━━━ Data

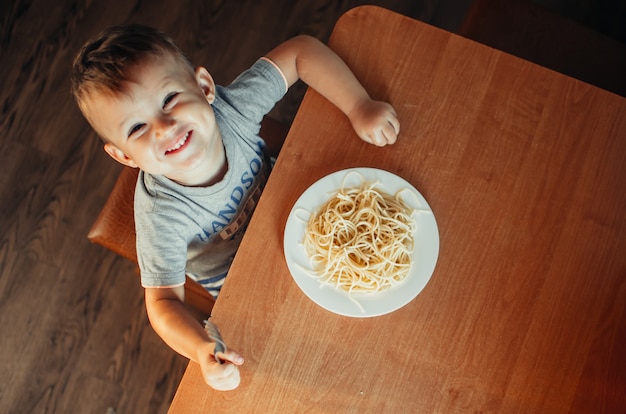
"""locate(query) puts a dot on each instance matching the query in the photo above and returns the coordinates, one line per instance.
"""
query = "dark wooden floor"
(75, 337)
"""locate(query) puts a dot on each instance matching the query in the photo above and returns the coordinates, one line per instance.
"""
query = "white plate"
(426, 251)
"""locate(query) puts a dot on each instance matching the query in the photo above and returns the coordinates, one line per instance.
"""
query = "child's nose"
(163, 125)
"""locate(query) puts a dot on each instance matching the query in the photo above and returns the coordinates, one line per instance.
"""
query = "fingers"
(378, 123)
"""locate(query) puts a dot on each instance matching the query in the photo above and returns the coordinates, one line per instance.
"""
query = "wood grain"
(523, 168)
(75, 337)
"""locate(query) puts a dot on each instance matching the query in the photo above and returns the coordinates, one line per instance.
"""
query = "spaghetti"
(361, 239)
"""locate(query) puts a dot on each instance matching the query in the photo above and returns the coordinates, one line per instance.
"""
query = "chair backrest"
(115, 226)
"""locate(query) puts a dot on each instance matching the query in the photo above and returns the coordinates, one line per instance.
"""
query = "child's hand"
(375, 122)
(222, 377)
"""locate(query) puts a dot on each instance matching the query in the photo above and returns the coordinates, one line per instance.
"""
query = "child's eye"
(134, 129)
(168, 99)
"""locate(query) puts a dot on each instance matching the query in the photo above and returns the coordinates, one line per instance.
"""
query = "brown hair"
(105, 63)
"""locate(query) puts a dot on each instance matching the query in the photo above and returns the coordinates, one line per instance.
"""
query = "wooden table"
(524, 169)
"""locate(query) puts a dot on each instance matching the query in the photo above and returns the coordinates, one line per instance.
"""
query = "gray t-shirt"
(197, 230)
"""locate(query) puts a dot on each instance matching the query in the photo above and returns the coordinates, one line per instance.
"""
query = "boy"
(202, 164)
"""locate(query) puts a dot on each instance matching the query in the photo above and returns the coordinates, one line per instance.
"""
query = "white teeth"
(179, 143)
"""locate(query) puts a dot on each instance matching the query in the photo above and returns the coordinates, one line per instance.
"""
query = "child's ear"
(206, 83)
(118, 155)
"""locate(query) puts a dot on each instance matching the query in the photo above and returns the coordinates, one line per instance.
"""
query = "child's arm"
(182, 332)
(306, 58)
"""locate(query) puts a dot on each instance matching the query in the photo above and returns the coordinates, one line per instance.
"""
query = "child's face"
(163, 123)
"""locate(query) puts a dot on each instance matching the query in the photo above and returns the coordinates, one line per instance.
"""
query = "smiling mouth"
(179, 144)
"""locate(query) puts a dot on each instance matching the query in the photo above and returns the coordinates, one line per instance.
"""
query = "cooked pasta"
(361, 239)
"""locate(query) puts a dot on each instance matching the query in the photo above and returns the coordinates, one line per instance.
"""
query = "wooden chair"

━━━━━━

--- Assignment ---
Repeat the listing word for word. Leave images out.

--- Solution below ---
"""locate(query) puts a dot on each instance matching the query in the photo above and returns the coordinates, one line per instance.
"""
query = "dark wooden floor"
(75, 337)
"""locate(query) puts a dot on each instance matching the query in the photo above and returns the coordinates, one line per instance.
"""
query = "white plate"
(426, 251)
"""locate(query) puts a dot on each instance matching the query in the photo above and returns the coordinates, one line per instance.
"""
query = "child's nose"
(163, 125)
"""locate(query) puts a dot on each instance matching the query in the photo above and returns the coordinates, one line per instance.
"""
query = "fingers"
(378, 123)
"""locate(query) puts a dot on each instance matching the query in the photo above and returns the coordinates, one line per instance.
"""
query = "wood grain"
(523, 168)
(75, 337)
"""locate(query) puts a dot on each instance matching the query in the photo above and returns the coordinates, one line per instance.
"""
query = "spaghetti"
(361, 239)
"""locate(query) puts a dot on each instance matching the query in the photo above and returns the coordinates, one line per instance.
"""
query = "chair backrest"
(115, 226)
"""locate(query) puts a dot on each instance matching the query in the photo above and returns the coordinates, one line per instance.
"""
query = "child's hand"
(375, 122)
(222, 377)
"""locate(query) puts a dot on each instance matching the query in the photo above and returns the coordinates, one line per instance.
"""
query = "child's eye"
(134, 129)
(168, 99)
"""locate(query) puts a dot on each instance matching the query in the photo above and returns the coordinates, one line per instance.
"""
query = "brown hair"
(105, 63)
"""locate(query) puts a dot on each instance matching the query in the photo above and returns the coordinates, one line per instance.
"""
query = "wooden table"
(524, 169)
"""locate(query) puts a dot on each instance matching the query in the photo above and returns the coordinates, one line per instance.
"""
query = "gray t-shirt"
(197, 230)
"""locate(query) puts a dot on each instance matching the query in the photo above and returns the coordinates, one line per instance.
"""
query = "boy"
(202, 164)
"""locate(query) puts a dot on each instance matching the query in the photo above and returns the coordinates, one line per instance.
"""
query = "white teeth"
(179, 143)
"""locate(query) puts a dot on each instance matching the query in the photo above and returns the coordinates, one line per instance.
"""
query = "child's ear"
(206, 83)
(118, 155)
"""locate(query) puts a dot on each instance matching the query in the photo above and returns the coordinates, one line per instance.
"""
query = "child's arm"
(182, 332)
(306, 58)
"""locate(query) puts a dot on each instance matching the query in the photo above and returns the coordinates, one line per instance.
"""
query = "child's face"
(163, 123)
"""locate(query) puts a dot on each instance matching the query in the photo above and returns the coordinates, one line per instance.
"""
query = "smiling mouth"
(179, 144)
"""locate(query) puts a dot on each instance matching the query in the photo above and returns the coordinates, one line per instance.
"""
query = "cooked pasta"
(361, 239)
"""locate(query) puts a dot on each instance matching the query in the photo above and returns the coordinates, one line per instance.
"""
query = "wooden chair"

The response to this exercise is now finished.